▶ **Assignment**
Transcribe the listing below verbatim, omitting pictures.

▶ **Data for analysis**
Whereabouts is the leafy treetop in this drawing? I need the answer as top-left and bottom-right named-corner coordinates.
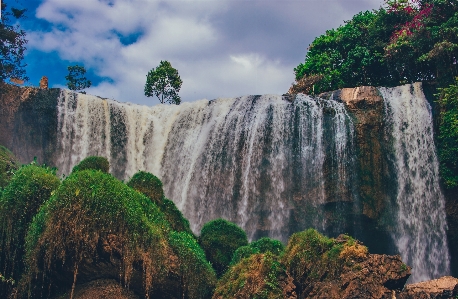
top-left (65, 65), bottom-right (92, 93)
top-left (145, 60), bottom-right (182, 105)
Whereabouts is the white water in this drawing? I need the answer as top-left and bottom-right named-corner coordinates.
top-left (55, 85), bottom-right (450, 282)
top-left (380, 83), bottom-right (450, 282)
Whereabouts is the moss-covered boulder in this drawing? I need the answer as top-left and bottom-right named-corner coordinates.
top-left (0, 145), bottom-right (19, 188)
top-left (71, 156), bottom-right (109, 174)
top-left (127, 171), bottom-right (164, 204)
top-left (213, 252), bottom-right (297, 299)
top-left (230, 237), bottom-right (284, 266)
top-left (127, 171), bottom-right (192, 235)
top-left (23, 170), bottom-right (172, 298)
top-left (282, 229), bottom-right (410, 298)
top-left (199, 219), bottom-right (248, 277)
top-left (168, 231), bottom-right (217, 299)
top-left (0, 164), bottom-right (60, 296)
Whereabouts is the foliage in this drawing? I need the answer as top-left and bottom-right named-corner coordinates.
top-left (0, 164), bottom-right (59, 293)
top-left (292, 0), bottom-right (458, 94)
top-left (71, 156), bottom-right (109, 174)
top-left (160, 198), bottom-right (193, 234)
top-left (127, 171), bottom-right (164, 204)
top-left (282, 229), bottom-right (368, 297)
top-left (0, 2), bottom-right (28, 83)
top-left (145, 60), bottom-right (182, 105)
top-left (23, 170), bottom-right (172, 298)
top-left (199, 219), bottom-right (248, 277)
top-left (213, 252), bottom-right (289, 299)
top-left (168, 231), bottom-right (217, 299)
top-left (437, 77), bottom-right (458, 188)
top-left (65, 65), bottom-right (92, 93)
top-left (0, 145), bottom-right (18, 189)
top-left (230, 237), bottom-right (285, 267)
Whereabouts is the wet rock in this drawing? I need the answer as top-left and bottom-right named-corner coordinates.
top-left (397, 276), bottom-right (458, 299)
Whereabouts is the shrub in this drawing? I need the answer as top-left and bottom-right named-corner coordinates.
top-left (0, 145), bottom-right (19, 189)
top-left (199, 219), bottom-right (248, 277)
top-left (168, 231), bottom-right (216, 299)
top-left (160, 198), bottom-right (193, 234)
top-left (230, 237), bottom-right (285, 267)
top-left (23, 170), bottom-right (171, 298)
top-left (0, 164), bottom-right (60, 293)
top-left (71, 156), bottom-right (109, 174)
top-left (229, 245), bottom-right (259, 267)
top-left (127, 171), bottom-right (164, 204)
top-left (213, 252), bottom-right (293, 299)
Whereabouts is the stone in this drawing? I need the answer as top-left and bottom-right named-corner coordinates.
top-left (39, 76), bottom-right (48, 89)
top-left (396, 276), bottom-right (458, 299)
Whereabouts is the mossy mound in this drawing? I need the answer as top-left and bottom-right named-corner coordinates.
top-left (168, 231), bottom-right (217, 299)
top-left (0, 145), bottom-right (19, 188)
top-left (71, 156), bottom-right (109, 174)
top-left (282, 229), bottom-right (368, 297)
top-left (23, 170), bottom-right (172, 298)
top-left (213, 252), bottom-right (296, 299)
top-left (199, 219), bottom-right (248, 277)
top-left (127, 171), bottom-right (164, 204)
top-left (230, 237), bottom-right (284, 266)
top-left (0, 164), bottom-right (60, 293)
top-left (160, 198), bottom-right (193, 234)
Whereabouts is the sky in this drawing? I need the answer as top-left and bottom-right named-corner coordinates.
top-left (6, 0), bottom-right (385, 106)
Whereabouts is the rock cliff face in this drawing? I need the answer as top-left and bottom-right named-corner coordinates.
top-left (0, 83), bottom-right (452, 281)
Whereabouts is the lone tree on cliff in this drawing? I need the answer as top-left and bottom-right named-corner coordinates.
top-left (65, 65), bottom-right (91, 93)
top-left (0, 3), bottom-right (28, 83)
top-left (144, 60), bottom-right (182, 105)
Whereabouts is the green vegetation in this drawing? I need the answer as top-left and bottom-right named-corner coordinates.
top-left (213, 252), bottom-right (288, 299)
top-left (0, 145), bottom-right (19, 189)
top-left (0, 164), bottom-right (60, 292)
top-left (292, 0), bottom-right (458, 94)
top-left (282, 229), bottom-right (368, 297)
top-left (160, 197), bottom-right (193, 234)
top-left (0, 2), bottom-right (28, 83)
top-left (199, 219), bottom-right (249, 277)
top-left (65, 65), bottom-right (92, 93)
top-left (438, 78), bottom-right (458, 188)
top-left (24, 169), bottom-right (172, 298)
top-left (71, 156), bottom-right (109, 174)
top-left (230, 237), bottom-right (285, 266)
top-left (145, 60), bottom-right (182, 105)
top-left (168, 231), bottom-right (217, 299)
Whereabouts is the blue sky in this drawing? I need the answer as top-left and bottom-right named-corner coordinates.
top-left (6, 0), bottom-right (384, 106)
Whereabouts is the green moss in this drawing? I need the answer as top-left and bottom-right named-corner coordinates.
top-left (168, 231), bottom-right (216, 299)
top-left (127, 171), bottom-right (164, 204)
top-left (0, 145), bottom-right (19, 189)
top-left (214, 253), bottom-right (287, 299)
top-left (71, 156), bottom-right (109, 174)
top-left (199, 219), bottom-right (248, 277)
top-left (0, 164), bottom-right (60, 284)
top-left (282, 229), bottom-right (368, 297)
top-left (229, 246), bottom-right (259, 266)
top-left (160, 198), bottom-right (193, 234)
top-left (24, 170), bottom-right (171, 298)
top-left (251, 237), bottom-right (285, 256)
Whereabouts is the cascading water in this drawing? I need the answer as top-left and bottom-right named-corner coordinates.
top-left (380, 83), bottom-right (450, 282)
top-left (55, 84), bottom-right (450, 282)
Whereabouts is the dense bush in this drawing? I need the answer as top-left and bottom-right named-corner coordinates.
top-left (23, 170), bottom-right (172, 298)
top-left (0, 145), bottom-right (19, 189)
top-left (0, 164), bottom-right (60, 294)
top-left (213, 252), bottom-right (291, 299)
top-left (168, 231), bottom-right (217, 299)
top-left (127, 171), bottom-right (164, 204)
top-left (438, 78), bottom-right (458, 188)
top-left (199, 219), bottom-right (248, 277)
top-left (161, 197), bottom-right (193, 234)
top-left (71, 156), bottom-right (109, 173)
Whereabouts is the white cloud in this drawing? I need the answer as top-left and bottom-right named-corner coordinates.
top-left (27, 0), bottom-right (385, 105)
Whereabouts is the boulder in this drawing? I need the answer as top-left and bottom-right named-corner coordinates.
top-left (397, 276), bottom-right (458, 299)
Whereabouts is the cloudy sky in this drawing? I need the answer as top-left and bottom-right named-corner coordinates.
top-left (10, 0), bottom-right (384, 106)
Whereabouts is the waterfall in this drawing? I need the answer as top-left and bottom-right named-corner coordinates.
top-left (380, 83), bottom-right (450, 282)
top-left (55, 90), bottom-right (354, 241)
top-left (55, 84), bottom-right (450, 282)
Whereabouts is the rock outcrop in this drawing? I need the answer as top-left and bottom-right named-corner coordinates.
top-left (397, 276), bottom-right (458, 299)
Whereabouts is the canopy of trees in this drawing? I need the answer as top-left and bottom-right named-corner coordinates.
top-left (292, 0), bottom-right (458, 94)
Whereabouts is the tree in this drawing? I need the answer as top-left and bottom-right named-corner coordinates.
top-left (0, 2), bottom-right (28, 83)
top-left (65, 65), bottom-right (91, 93)
top-left (144, 60), bottom-right (182, 105)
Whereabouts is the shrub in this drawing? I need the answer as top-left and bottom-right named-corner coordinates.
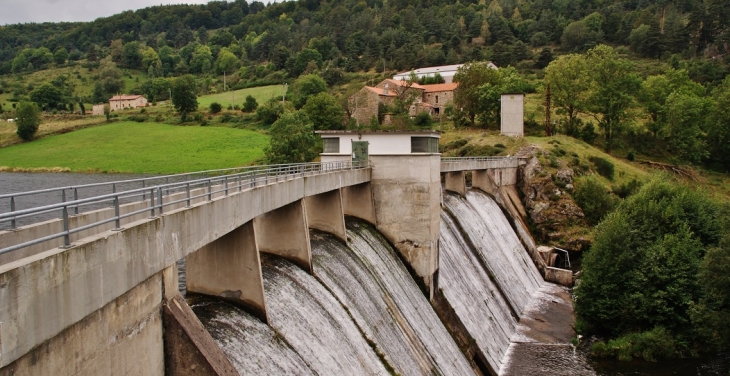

▶ **Your response**
Whereabouts is the leafy treetop in this drawing? I need the answer as top-left and bottom-right named-corner coordinates.
top-left (65, 65), bottom-right (92, 93)
top-left (145, 60), bottom-right (182, 105)
Whereabouts is the white water in this drawing? I need the answer as top-left and bottom-right named-corner coordinates.
top-left (55, 85), bottom-right (450, 282)
top-left (380, 83), bottom-right (450, 282)
Whereabouts is the moss-covered boulder in this drawing? I need the answer as top-left and bottom-right named-corner coordinates.
top-left (0, 145), bottom-right (19, 188)
top-left (71, 156), bottom-right (109, 174)
top-left (127, 171), bottom-right (164, 204)
top-left (213, 252), bottom-right (297, 299)
top-left (230, 237), bottom-right (284, 266)
top-left (127, 171), bottom-right (192, 235)
top-left (23, 170), bottom-right (172, 298)
top-left (282, 229), bottom-right (410, 298)
top-left (199, 219), bottom-right (248, 277)
top-left (168, 231), bottom-right (217, 299)
top-left (0, 164), bottom-right (60, 296)
Whereabouts is the foliage in this drawing? I need the answer as top-left and bottom-right named-corner coordinates.
top-left (0, 164), bottom-right (59, 293)
top-left (292, 0), bottom-right (458, 94)
top-left (71, 156), bottom-right (109, 174)
top-left (160, 198), bottom-right (193, 234)
top-left (127, 171), bottom-right (164, 204)
top-left (282, 229), bottom-right (368, 297)
top-left (0, 2), bottom-right (28, 83)
top-left (145, 60), bottom-right (182, 105)
top-left (23, 170), bottom-right (172, 298)
top-left (199, 219), bottom-right (248, 277)
top-left (213, 252), bottom-right (289, 299)
top-left (168, 231), bottom-right (217, 299)
top-left (437, 77), bottom-right (458, 188)
top-left (65, 65), bottom-right (92, 93)
top-left (0, 145), bottom-right (18, 189)
top-left (230, 237), bottom-right (285, 267)
Whereabouts is the wet rock in this drawing? I need the answer as top-left and bottom-right named-corner coordinates.
top-left (397, 276), bottom-right (458, 299)
Whereabouts is the shrub in this drawing? I need the answer as top-left and bottom-right named-corner coordinates.
top-left (0, 145), bottom-right (19, 189)
top-left (199, 219), bottom-right (248, 277)
top-left (168, 231), bottom-right (216, 299)
top-left (160, 198), bottom-right (193, 234)
top-left (230, 237), bottom-right (285, 267)
top-left (23, 170), bottom-right (171, 298)
top-left (0, 164), bottom-right (60, 293)
top-left (71, 156), bottom-right (109, 174)
top-left (229, 245), bottom-right (259, 267)
top-left (127, 171), bottom-right (164, 204)
top-left (213, 252), bottom-right (293, 299)
Whereabouts is the stone in this drawing? I need the answer as top-left and bottom-right named-corner coordinates.
top-left (39, 76), bottom-right (48, 89)
top-left (396, 276), bottom-right (458, 299)
Whereabouts is the mossy mound in this drawing? I need the answer as top-left and bottom-right named-corner coordinates.
top-left (168, 231), bottom-right (217, 299)
top-left (0, 145), bottom-right (19, 188)
top-left (71, 156), bottom-right (109, 174)
top-left (282, 229), bottom-right (368, 297)
top-left (23, 170), bottom-right (172, 298)
top-left (213, 252), bottom-right (296, 299)
top-left (199, 219), bottom-right (248, 277)
top-left (127, 171), bottom-right (164, 204)
top-left (230, 237), bottom-right (284, 266)
top-left (0, 164), bottom-right (60, 293)
top-left (160, 198), bottom-right (193, 234)
Whereabouts is the sky in this drawing? I need the answer as top-left and bottom-right named-corner coordinates.
top-left (6, 0), bottom-right (385, 106)
Whereabouts is the rock cliff face in this drawing? I need the answer as top-left and bottom-right named-corner coordinates.
top-left (0, 83), bottom-right (452, 281)
Whereabouts is the lone tree on cliff in this drawing? I need the answer as top-left and bottom-right named-corner coordinates.
top-left (65, 65), bottom-right (91, 93)
top-left (0, 3), bottom-right (28, 83)
top-left (144, 60), bottom-right (182, 105)
Whereabouts is the green vegetation in this drawing? I need the answer as top-left and bottom-right named-corner coordinates.
top-left (213, 252), bottom-right (288, 299)
top-left (0, 145), bottom-right (19, 189)
top-left (0, 164), bottom-right (60, 292)
top-left (292, 0), bottom-right (458, 94)
top-left (282, 229), bottom-right (368, 297)
top-left (160, 197), bottom-right (193, 234)
top-left (0, 2), bottom-right (28, 83)
top-left (199, 219), bottom-right (249, 277)
top-left (65, 65), bottom-right (92, 93)
top-left (438, 78), bottom-right (458, 188)
top-left (24, 169), bottom-right (172, 298)
top-left (71, 156), bottom-right (109, 174)
top-left (230, 237), bottom-right (285, 266)
top-left (145, 60), bottom-right (182, 105)
top-left (168, 231), bottom-right (217, 299)
Whereabouts is the blue sky in this drawing? I need the answer as top-left and bottom-right named-corner coordinates.
top-left (6, 0), bottom-right (384, 106)
Whereabouts is the green moss in this drawing? I need the answer as top-left and bottom-right named-corner coordinates.
top-left (168, 231), bottom-right (216, 299)
top-left (127, 171), bottom-right (164, 204)
top-left (0, 145), bottom-right (19, 189)
top-left (214, 253), bottom-right (287, 299)
top-left (71, 156), bottom-right (109, 174)
top-left (199, 219), bottom-right (248, 277)
top-left (0, 164), bottom-right (60, 284)
top-left (282, 229), bottom-right (368, 297)
top-left (229, 246), bottom-right (259, 266)
top-left (160, 198), bottom-right (193, 234)
top-left (24, 170), bottom-right (171, 298)
top-left (251, 237), bottom-right (285, 256)
Whereabouts is the cascading water in this drawing? I need the answer as top-left and bottom-right named-corner coordinates.
top-left (380, 83), bottom-right (450, 282)
top-left (55, 84), bottom-right (450, 282)
Whereabouts is the dense bush in this drawing? I need the answer as top-left and bottom-right named-corner coordinates.
top-left (23, 170), bottom-right (172, 298)
top-left (0, 145), bottom-right (19, 189)
top-left (0, 164), bottom-right (60, 294)
top-left (213, 252), bottom-right (291, 299)
top-left (168, 231), bottom-right (217, 299)
top-left (127, 171), bottom-right (164, 204)
top-left (438, 78), bottom-right (458, 188)
top-left (199, 219), bottom-right (248, 277)
top-left (161, 197), bottom-right (193, 234)
top-left (71, 156), bottom-right (109, 173)
Whereabouts is the white cloud in this drawing? I need the answer as top-left and bottom-right named-corner coordinates.
top-left (27, 0), bottom-right (385, 105)
Whereabouts is the boulder in this drawing? I need the answer as top-left and bottom-right named-corner coordinates.
top-left (397, 276), bottom-right (458, 299)
Whereabouts is the cloudy sky in this drawing? I need the answer as top-left and bottom-right named-corner coordinates.
top-left (10, 0), bottom-right (384, 106)
Whereabouts is the waterfall in this drawing? I need the answer as top-left and bottom-right named-corner coordinates.
top-left (380, 83), bottom-right (450, 282)
top-left (55, 90), bottom-right (354, 241)
top-left (55, 84), bottom-right (450, 282)
Whereabouts is the rock outcrop in this drawing? I need the answer as top-left and bottom-right named-corner coordinates.
top-left (397, 276), bottom-right (458, 299)
Whereabouts is the canopy of trees in this drawing? I need the answer as top-left and bottom-right named-corner coordinates.
top-left (292, 0), bottom-right (458, 94)
Whereabouts is the tree in this drawing? I need the answer as top-left and bottom-right named-corner coordinates.
top-left (0, 2), bottom-right (28, 83)
top-left (65, 65), bottom-right (91, 93)
top-left (144, 60), bottom-right (182, 105)
Whereabouts is the shrub in this drawing? I need the answer as top-left and bottom-right named-corner coordinates.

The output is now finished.